_Required action_. Count the lines below that contain the word "arched", and report only that number.

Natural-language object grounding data
—————

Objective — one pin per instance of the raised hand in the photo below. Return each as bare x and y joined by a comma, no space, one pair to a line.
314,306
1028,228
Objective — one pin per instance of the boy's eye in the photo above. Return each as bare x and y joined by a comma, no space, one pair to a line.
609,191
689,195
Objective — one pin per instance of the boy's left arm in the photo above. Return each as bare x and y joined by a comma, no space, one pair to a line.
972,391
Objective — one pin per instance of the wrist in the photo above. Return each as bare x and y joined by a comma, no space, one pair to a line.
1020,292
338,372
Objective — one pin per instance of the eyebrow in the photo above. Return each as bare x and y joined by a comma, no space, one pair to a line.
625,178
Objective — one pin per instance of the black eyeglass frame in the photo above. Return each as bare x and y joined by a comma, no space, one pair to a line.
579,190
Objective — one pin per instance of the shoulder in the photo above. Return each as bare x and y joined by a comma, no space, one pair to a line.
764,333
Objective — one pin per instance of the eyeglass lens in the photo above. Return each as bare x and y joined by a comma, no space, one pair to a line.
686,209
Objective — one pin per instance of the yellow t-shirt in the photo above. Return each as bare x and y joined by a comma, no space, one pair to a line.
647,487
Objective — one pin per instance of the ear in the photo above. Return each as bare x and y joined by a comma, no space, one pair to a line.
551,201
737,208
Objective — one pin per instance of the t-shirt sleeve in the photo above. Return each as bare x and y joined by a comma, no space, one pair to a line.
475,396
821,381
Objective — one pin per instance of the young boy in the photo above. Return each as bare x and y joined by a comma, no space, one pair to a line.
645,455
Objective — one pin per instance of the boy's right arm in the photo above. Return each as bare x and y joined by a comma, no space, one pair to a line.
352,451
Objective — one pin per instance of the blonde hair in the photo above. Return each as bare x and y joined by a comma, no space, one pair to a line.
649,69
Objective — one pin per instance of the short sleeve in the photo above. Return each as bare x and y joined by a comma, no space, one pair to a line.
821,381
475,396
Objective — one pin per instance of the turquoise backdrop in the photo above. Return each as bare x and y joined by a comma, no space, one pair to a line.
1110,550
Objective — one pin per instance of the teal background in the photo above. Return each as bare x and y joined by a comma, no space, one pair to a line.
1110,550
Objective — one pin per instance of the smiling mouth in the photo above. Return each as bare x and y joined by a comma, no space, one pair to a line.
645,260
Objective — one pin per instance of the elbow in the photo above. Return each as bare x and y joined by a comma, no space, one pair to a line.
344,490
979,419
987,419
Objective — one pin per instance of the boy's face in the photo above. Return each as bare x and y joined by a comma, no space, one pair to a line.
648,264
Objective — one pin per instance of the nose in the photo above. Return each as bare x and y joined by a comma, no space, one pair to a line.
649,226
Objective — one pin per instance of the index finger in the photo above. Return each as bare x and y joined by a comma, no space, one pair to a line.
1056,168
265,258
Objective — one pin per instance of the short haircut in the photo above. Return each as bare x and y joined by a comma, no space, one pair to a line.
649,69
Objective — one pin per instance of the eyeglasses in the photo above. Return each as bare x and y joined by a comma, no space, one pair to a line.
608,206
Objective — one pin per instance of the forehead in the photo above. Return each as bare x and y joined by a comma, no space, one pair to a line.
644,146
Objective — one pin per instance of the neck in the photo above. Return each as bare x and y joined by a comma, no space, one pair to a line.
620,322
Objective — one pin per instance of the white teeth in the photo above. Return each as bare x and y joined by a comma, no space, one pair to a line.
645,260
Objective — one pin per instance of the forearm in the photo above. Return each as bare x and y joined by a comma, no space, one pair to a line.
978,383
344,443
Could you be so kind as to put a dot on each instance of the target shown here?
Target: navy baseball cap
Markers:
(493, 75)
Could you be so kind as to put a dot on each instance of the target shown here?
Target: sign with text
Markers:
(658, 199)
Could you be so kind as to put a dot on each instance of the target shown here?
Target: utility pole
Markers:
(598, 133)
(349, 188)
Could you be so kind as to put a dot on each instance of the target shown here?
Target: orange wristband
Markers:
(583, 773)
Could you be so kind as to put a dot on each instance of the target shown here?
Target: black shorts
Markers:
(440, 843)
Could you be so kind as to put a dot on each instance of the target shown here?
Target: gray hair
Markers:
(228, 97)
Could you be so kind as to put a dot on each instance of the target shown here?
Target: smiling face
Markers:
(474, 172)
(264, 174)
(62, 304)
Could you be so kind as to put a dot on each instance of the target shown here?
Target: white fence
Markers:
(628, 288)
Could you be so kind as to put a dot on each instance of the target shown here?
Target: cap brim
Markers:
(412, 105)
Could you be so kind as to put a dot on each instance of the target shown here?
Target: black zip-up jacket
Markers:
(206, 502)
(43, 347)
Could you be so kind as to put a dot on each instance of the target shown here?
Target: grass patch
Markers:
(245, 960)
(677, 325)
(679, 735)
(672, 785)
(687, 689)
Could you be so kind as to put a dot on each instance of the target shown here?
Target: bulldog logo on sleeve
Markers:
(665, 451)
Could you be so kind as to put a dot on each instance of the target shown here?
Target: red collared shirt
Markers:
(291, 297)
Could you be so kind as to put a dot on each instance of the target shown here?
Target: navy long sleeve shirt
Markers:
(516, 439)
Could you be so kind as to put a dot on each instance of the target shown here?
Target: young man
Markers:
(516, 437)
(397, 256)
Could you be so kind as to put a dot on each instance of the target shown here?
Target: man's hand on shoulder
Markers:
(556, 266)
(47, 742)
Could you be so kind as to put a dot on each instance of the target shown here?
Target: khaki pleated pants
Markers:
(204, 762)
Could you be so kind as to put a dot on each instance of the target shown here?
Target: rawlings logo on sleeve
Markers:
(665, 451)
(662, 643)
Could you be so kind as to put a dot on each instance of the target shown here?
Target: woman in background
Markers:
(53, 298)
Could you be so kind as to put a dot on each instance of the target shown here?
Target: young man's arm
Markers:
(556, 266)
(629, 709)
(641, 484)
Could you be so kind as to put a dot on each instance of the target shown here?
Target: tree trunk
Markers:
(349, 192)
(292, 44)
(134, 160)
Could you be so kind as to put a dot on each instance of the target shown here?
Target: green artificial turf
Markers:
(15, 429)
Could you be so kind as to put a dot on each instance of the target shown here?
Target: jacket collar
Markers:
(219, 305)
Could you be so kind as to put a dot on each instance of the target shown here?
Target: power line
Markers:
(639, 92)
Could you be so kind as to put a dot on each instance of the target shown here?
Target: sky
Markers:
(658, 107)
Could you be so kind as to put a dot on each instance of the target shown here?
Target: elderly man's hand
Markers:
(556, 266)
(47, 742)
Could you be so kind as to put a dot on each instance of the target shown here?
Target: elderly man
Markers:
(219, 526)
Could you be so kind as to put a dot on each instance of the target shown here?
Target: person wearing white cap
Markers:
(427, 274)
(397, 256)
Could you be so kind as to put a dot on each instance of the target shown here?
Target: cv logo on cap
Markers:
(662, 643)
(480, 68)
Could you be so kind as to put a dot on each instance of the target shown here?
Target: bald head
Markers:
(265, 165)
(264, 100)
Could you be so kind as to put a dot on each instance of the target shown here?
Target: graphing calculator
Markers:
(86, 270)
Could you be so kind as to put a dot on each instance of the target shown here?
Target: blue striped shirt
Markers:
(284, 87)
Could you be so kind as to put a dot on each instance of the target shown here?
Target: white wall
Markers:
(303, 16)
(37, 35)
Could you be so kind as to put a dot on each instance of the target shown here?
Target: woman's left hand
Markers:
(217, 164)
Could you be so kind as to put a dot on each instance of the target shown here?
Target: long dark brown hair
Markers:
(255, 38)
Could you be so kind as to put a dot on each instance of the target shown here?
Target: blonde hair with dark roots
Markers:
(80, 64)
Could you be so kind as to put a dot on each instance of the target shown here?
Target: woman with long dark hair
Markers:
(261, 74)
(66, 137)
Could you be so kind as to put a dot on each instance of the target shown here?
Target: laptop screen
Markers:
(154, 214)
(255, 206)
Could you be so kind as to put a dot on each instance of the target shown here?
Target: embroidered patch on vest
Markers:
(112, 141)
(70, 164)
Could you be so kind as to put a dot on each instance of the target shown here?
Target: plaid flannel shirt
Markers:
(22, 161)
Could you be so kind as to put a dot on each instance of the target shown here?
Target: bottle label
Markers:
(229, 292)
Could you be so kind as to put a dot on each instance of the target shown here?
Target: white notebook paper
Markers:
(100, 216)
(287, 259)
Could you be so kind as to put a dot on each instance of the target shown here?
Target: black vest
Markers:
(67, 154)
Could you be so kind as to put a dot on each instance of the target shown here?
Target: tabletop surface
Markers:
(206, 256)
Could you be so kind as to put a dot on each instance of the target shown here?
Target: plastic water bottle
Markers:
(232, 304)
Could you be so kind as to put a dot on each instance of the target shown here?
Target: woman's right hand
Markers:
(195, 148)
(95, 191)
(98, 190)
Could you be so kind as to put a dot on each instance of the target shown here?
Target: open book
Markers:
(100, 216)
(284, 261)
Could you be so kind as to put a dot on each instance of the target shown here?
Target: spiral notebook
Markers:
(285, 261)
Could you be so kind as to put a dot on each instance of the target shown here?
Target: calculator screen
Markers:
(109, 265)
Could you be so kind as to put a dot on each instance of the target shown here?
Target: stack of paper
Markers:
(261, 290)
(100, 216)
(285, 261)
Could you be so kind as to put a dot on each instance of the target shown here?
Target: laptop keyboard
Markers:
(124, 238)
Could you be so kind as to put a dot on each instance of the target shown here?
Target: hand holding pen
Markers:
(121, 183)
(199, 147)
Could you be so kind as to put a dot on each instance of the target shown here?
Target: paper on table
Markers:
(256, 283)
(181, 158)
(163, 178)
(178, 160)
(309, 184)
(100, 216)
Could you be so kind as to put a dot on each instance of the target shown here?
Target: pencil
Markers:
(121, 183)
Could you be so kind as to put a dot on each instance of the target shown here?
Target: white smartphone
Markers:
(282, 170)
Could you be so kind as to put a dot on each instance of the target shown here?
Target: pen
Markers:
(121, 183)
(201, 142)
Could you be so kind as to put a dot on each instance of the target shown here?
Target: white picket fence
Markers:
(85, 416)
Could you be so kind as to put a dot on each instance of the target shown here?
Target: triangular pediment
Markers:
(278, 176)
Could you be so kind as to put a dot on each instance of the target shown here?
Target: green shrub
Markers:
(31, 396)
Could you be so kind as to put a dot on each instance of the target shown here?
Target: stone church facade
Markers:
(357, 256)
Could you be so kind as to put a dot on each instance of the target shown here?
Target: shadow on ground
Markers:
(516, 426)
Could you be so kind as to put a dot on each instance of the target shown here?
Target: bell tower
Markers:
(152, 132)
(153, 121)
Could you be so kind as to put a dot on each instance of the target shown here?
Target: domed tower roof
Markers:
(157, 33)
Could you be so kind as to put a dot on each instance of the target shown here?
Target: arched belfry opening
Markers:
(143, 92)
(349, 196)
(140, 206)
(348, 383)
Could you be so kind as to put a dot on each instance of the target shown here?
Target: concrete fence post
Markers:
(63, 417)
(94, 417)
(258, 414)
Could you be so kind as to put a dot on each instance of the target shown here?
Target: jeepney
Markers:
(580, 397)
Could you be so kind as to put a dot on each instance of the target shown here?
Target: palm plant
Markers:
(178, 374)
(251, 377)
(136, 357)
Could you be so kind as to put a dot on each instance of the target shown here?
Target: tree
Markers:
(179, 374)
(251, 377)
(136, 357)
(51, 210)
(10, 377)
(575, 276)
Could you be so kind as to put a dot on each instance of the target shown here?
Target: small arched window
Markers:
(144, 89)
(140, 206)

—————

_Task solution_. 2